++++ Data lines

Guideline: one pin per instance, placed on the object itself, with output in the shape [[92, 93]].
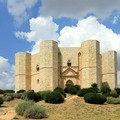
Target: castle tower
[[49, 65], [109, 69], [90, 66], [22, 71]]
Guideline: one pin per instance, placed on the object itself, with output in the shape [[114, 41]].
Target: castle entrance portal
[[69, 83]]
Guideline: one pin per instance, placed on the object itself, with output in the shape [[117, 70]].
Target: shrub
[[21, 107], [21, 91], [105, 89], [60, 90], [77, 87], [1, 91], [31, 95], [35, 112], [54, 97], [83, 91], [112, 100], [8, 97], [117, 90], [94, 98], [114, 94], [43, 93], [1, 101], [9, 91]]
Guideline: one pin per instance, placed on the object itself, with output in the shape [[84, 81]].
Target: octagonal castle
[[57, 66]]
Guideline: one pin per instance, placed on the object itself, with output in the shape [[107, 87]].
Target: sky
[[25, 23]]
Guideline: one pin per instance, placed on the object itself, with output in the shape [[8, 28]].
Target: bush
[[21, 91], [31, 95], [35, 112], [114, 94], [42, 94], [8, 97], [1, 101], [60, 90], [83, 91], [112, 100], [54, 97], [117, 90], [77, 87], [94, 98], [105, 89], [21, 107]]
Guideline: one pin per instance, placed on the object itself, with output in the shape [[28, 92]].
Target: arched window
[[37, 68], [69, 83], [69, 63]]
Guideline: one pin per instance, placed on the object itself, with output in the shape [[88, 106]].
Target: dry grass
[[74, 108]]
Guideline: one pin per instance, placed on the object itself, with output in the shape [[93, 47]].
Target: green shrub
[[117, 90], [31, 95], [94, 98], [17, 95], [21, 91], [54, 97], [9, 91], [1, 101], [112, 100], [1, 91], [77, 87], [105, 89], [83, 91], [21, 107], [114, 94], [43, 93], [8, 97], [35, 112], [60, 90]]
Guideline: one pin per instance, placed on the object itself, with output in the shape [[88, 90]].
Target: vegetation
[[112, 100], [1, 101], [83, 91], [60, 90], [105, 89], [94, 98], [21, 107], [54, 97], [35, 112]]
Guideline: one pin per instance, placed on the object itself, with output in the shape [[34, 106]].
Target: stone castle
[[57, 66]]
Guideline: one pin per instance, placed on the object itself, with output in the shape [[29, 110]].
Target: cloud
[[116, 19], [78, 8], [19, 9], [6, 74], [40, 29]]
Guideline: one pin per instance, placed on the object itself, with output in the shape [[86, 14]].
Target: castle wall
[[48, 77], [22, 71], [90, 66], [109, 68]]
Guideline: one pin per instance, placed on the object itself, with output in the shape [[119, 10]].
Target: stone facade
[[59, 66]]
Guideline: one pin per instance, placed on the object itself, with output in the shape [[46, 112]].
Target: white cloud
[[116, 19], [78, 8], [19, 9], [6, 74], [40, 29]]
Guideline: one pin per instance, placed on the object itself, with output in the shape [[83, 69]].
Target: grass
[[74, 108]]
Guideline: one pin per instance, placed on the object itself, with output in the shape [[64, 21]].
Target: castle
[[57, 66]]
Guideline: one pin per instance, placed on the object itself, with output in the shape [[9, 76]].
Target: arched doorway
[[69, 83]]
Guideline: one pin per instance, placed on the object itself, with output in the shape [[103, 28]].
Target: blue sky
[[24, 23]]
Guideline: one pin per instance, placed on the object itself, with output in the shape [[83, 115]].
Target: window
[[37, 81], [69, 63], [37, 68]]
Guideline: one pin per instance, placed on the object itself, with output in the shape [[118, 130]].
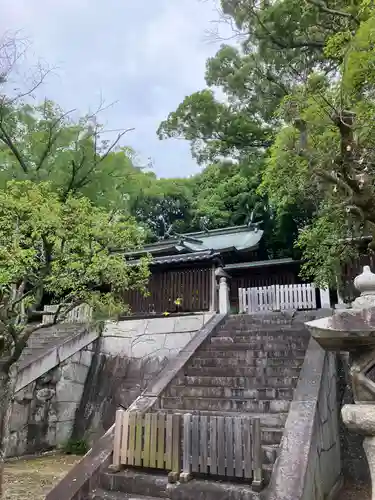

++++++++

Exercise goal>
Return, unchanged, the part of the entries above that opens with the line containing "shape [[103, 28]]." and closes with the line containing "[[37, 81], [69, 63], [37, 68]]", including both of those lines.

Exercise solution>
Guideline: one pin per instance, placed on the object itself, with output in the shape [[103, 28]].
Target: blue sky
[[24, 23]]
Guideline: one pin per instance, placed on the object itself, with output in the shape [[83, 115]].
Target: window
[[37, 81], [69, 63], [37, 68]]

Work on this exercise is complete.